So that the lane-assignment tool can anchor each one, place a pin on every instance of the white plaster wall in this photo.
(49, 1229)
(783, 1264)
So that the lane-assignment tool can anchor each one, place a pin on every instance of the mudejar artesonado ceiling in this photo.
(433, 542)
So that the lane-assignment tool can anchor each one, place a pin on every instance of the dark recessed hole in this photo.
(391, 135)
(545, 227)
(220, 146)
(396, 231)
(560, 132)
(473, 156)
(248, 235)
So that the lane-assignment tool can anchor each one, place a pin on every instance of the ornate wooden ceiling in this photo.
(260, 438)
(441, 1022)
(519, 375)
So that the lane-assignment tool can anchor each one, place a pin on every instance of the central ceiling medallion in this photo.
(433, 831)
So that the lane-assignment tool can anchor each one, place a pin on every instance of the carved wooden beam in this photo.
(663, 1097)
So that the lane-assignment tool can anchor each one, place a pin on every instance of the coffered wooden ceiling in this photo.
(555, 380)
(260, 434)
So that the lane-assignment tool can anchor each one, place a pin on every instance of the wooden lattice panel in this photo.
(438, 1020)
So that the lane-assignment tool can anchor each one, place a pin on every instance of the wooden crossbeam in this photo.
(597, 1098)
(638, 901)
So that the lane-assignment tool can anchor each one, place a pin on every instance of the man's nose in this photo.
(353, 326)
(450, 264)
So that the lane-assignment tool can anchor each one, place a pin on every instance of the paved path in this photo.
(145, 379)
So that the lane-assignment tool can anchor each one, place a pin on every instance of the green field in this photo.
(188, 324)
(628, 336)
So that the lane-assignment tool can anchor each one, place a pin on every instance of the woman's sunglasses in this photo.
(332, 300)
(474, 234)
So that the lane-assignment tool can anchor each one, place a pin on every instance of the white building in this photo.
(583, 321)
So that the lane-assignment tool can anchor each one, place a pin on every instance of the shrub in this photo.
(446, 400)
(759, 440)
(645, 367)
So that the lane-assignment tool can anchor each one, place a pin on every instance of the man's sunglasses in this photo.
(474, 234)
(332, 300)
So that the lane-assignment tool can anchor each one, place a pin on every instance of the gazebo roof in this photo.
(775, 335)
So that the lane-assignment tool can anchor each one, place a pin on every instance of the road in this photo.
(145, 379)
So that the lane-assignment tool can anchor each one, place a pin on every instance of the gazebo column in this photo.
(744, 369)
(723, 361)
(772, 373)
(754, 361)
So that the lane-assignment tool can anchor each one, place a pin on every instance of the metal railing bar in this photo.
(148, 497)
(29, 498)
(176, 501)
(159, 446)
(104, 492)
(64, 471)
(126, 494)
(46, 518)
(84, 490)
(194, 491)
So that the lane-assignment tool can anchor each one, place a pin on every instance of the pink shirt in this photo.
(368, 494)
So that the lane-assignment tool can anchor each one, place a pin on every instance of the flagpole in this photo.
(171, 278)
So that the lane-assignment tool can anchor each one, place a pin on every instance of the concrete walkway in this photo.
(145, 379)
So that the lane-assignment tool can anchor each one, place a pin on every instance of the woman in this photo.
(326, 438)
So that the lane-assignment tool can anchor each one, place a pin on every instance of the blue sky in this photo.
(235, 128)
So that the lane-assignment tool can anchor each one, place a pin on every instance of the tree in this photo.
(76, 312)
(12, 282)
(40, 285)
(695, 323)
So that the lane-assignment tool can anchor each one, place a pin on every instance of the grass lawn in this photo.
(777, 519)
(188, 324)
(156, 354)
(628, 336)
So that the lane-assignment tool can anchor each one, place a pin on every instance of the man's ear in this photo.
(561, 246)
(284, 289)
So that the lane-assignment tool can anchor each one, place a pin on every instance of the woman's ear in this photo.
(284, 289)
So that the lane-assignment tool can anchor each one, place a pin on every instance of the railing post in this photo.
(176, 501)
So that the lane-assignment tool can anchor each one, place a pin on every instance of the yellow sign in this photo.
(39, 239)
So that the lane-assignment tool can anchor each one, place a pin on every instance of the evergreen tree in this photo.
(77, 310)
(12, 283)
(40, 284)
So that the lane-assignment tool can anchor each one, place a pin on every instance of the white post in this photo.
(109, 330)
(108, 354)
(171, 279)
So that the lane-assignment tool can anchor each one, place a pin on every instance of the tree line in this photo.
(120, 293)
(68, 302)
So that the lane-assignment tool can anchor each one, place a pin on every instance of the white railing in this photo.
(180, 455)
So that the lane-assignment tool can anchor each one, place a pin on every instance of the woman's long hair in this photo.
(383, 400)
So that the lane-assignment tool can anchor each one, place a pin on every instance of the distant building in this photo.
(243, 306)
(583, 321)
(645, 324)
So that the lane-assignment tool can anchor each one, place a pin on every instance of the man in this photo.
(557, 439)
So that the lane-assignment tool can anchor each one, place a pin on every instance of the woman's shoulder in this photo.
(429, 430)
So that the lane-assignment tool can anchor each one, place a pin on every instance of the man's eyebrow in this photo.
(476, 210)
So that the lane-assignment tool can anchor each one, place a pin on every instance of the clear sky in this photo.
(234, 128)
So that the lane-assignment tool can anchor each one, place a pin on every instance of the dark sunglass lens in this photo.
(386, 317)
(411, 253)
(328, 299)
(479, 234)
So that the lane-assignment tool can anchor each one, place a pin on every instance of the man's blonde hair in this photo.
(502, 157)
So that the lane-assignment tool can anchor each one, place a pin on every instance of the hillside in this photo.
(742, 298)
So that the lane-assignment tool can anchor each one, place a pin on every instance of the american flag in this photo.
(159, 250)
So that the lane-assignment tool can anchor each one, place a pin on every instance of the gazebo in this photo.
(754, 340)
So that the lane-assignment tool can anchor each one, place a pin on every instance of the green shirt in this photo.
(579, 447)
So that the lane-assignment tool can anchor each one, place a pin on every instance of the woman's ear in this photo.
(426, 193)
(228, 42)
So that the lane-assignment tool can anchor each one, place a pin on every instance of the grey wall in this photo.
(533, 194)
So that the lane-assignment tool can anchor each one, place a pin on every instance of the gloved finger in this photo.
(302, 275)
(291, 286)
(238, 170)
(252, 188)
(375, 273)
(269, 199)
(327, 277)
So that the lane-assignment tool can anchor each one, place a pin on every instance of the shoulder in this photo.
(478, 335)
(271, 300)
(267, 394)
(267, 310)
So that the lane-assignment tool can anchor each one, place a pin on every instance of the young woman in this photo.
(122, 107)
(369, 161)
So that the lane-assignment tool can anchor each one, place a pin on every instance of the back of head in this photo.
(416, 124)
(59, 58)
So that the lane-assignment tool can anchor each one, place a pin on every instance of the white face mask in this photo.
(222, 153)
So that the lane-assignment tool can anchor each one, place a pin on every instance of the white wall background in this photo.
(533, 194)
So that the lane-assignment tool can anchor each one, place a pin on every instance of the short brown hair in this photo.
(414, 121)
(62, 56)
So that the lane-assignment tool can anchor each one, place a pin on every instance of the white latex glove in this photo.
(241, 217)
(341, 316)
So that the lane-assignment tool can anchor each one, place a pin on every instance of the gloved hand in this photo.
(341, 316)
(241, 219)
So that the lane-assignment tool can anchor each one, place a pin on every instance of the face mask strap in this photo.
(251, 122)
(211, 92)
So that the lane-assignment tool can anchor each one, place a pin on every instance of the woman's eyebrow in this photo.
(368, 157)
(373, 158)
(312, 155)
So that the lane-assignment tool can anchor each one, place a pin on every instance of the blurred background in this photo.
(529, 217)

....

▶ GIVEN EXERCISE
Reproduce each record exactly as it appears.

▶ RESPONSE TO THIS TASK
So that the lane-assignment tool can anchor each one, place a pin on every instance of the white plaster wall in this photo.
(49, 1229)
(783, 1264)
So that the lane-assignment tool can anchor each one, place a pin on every instance of the mudejar artesonado ceiling in this photo.
(433, 542)
So that the lane-assignment tool can anchor each one, place a pin on every instance of the dark recessed hole in this photo.
(391, 135)
(545, 227)
(220, 146)
(396, 231)
(560, 132)
(473, 156)
(248, 235)
So that the lane-assignment tool can anchor each one, place a pin on every instance of the ornate wooden ceiling in this photo.
(260, 438)
(441, 1022)
(519, 375)
So that the lane-assignment tool can anchor each one, place a pin on every instance of the central ceiling medallion in this photo.
(433, 831)
So that the lane-assignment tool can anchor each one, place a pin on every instance of the carved wooden beam in this photo.
(663, 1097)
So that the lane-assignment tool can anchor each one, place a pin on every instance of the coffered wooden ceiling in this photo.
(555, 380)
(260, 434)
So that the lane-assignment tool can anchor each one, place a pin on every instance of the wooden lattice panel in this photo.
(438, 1020)
So that the lane-assignment tool can anchor each one, place a pin on every instance of the wooden crossbeam in this photo.
(597, 1098)
(638, 901)
So that the lane-assignment tool can anchor each one, place a pin on every instance of the man's nose in this photo.
(353, 326)
(450, 264)
So that the lane-assignment tool can anchor each one, place a pin on every instance of the paved path in this photo.
(145, 379)
So that the lane-assignment tool can anchor each one, place a pin on every instance of the green field in this photo.
(188, 324)
(628, 336)
So that the lane-assignment tool can anchor each one, place a pin on every instance of the woman's sunglasses in this photo.
(332, 300)
(474, 234)
So that the lane-assignment tool can anchor each one, place a pin on every instance of the white building in this photo.
(583, 321)
So that the lane-assignment tool can anchor each one, place a pin on every instance of the shrub in this photo.
(446, 400)
(759, 440)
(645, 367)
So that the lane-assignment tool can anchor each one, place a pin on every instance of the man's sunglasses in this photo.
(474, 234)
(332, 300)
So that the lane-assignment tool can anchor each one, place a pin on every instance of the gazebo roof in this photo.
(775, 335)
So that the lane-assignment tool can anchor each one, place a pin on every instance of the road in this photo.
(145, 379)
So that the lane-assignment tool can anchor each one, place a pin on every instance of the gazebo column in this photo.
(744, 369)
(723, 361)
(772, 373)
(754, 361)
So that the lane-assignment tool can anchor each one, place a pin on every instance of the metal railing bar in this photo.
(148, 497)
(29, 498)
(176, 501)
(159, 446)
(104, 492)
(64, 471)
(126, 494)
(46, 518)
(84, 490)
(194, 491)
So that the lane-assignment tool can anchor each one, place a pin on every instance of the pink shirt in this photo.
(368, 494)
So that the lane-assignment tool can anchor each one, place a pin on every instance of the flagpole in this photo.
(171, 278)
So that the lane-assignment tool can anchor each one, place a pin on every instance of the concrete walkway in this photo.
(145, 379)
So that the lane-assignment tool can anchor each one, place a pin on every instance of the woman in this photo.
(326, 438)
So that the lane-assignment tool can anchor each one, place a pin on every instance of the blue sky in this photo.
(235, 128)
So that the lane-assignment tool can anchor each one, place a pin on every instance of the tree in this photo.
(76, 312)
(12, 282)
(40, 285)
(695, 323)
So that the lane-assignment tool can anchor each one, place a pin on every instance of the grass lawn in this photo.
(777, 519)
(188, 324)
(156, 354)
(628, 336)
So that the lane-assignment tool can anchor each one, place a pin on every instance of the man's ear in this photo.
(561, 246)
(284, 289)
So that the lane-assignment tool can anchor each one, place a pin on every instance of the woman's ear in this photo.
(284, 289)
So that the lane-assignment tool can anchor each one, place a pin on every instance of the railing post in this photo.
(176, 501)
So that the lane-assignment tool can anchor each one, place a pin on every instance of the yellow sign in this photo.
(39, 239)
So that the lane-assignment tool can anchor each one, place a pin on every instance of the evergreen tree in this photo.
(77, 310)
(12, 283)
(40, 284)
So that the lane-assignment tool can anchor each one, place a pin on every instance of the white post in this photo.
(109, 330)
(108, 354)
(171, 279)
So that the lane-assignment tool can anchor each one, place a pin on every instance of the tree line in this photo.
(120, 293)
(68, 302)
So that the lane-assignment tool can anchor each one, place a pin on every instance of the white railing in this photo.
(180, 455)
So that the lane-assignment tool can anchor each one, place a pin on every instance of the woman's long hair in this photo.
(383, 400)
So that the lane-assignment tool can anchor each one, place a pin on every instance of the distant building in this photo.
(243, 306)
(583, 321)
(645, 324)
So that the lane-assignment tool can anchor each one, place a pin on every instance of the man in this photo.
(557, 439)
So that the lane-assignment tool can anchor each one, place a pin on every instance of the woman's shoulder in this photo.
(429, 430)
So that the lane-assignment tool can anchor each one, place a pin on every instance of the man's eyebrow in this photo.
(476, 210)
So that the lane-assignment tool can anchor each one, place a pin on every instance of the clear sky in this photo.
(234, 128)
So that the lane-assignment tool can anchor each one, place a pin on every instance of the dark sunglass lens in this photo.
(386, 317)
(411, 253)
(328, 299)
(479, 234)
So that the lane-assignment tool can anchor each one, place a pin on every instance of the man's blonde hair in this photo.
(502, 157)
So that the lane-assignment tool can anchor each one, place a pin on every instance of the hillside in this photo.
(742, 298)
So that the lane-assignment tool can anchor each one, place a pin on every instance of the american flag in this photo.
(159, 250)
So that the lane-assignment tool can anchor each one, place a pin on every instance of the gazebo in this photo.
(754, 340)
So that the lane-assignment tool can anchor each one, place a pin on every instance of the green shirt in this photo.
(579, 447)
So that the lane-assignment tool can anchor each one, place a pin on every instance of the woman's ear in this photo.
(426, 193)
(228, 42)
So that the lane-assignment tool can anchor each one, place a pin on every instance of the grey wall in this photo.
(533, 194)
So that the lane-assignment tool can anchor each one, place a pin on every instance of the gloved finger in this photo.
(302, 275)
(291, 286)
(238, 170)
(252, 188)
(375, 273)
(269, 199)
(327, 277)
So that the lane-assignment tool can anchor each one, place a pin on every instance of the shoulder in this photo.
(478, 335)
(271, 300)
(267, 394)
(267, 310)
So that the lane-assignment tool can anchor each one, place a pin on every instance of the young woman in this photo.
(122, 107)
(369, 161)
So that the lane-assignment tool can anchor each one, place a pin on every instance of the back of head in this photo.
(416, 124)
(59, 58)
So that the lane-assignment tool can anchor each one, place a pin on every instance of the white face mask in this photo.
(222, 153)
So that the lane-assignment tool can anchor each one, place a pin on every instance of the white wall background in this photo.
(533, 194)
So that the lane-assignment tool can anchor each one, place a pin on every instance of the short brown hair in this photo.
(414, 121)
(62, 56)
So that the lane-assignment tool can anchor each one, place a pin on every instance of the white latex glove in this photo.
(241, 217)
(341, 316)
So that the lane-assignment tool can anchor each one, place a pin on every instance of the gloved hand in this photo.
(341, 316)
(241, 219)
So that the lane-assignment tool can anchor each one, place a pin on every instance of the face mask strap in this photo.
(251, 122)
(211, 92)
So that the lane-assignment tool can anchor each one, place a pin on every instance of the woman's eyebrow in this photo.
(368, 157)
(373, 158)
(312, 155)
So that the lane-assignment tool can anchor each one, place a pin on every instance of the blurred background in this photo.
(529, 217)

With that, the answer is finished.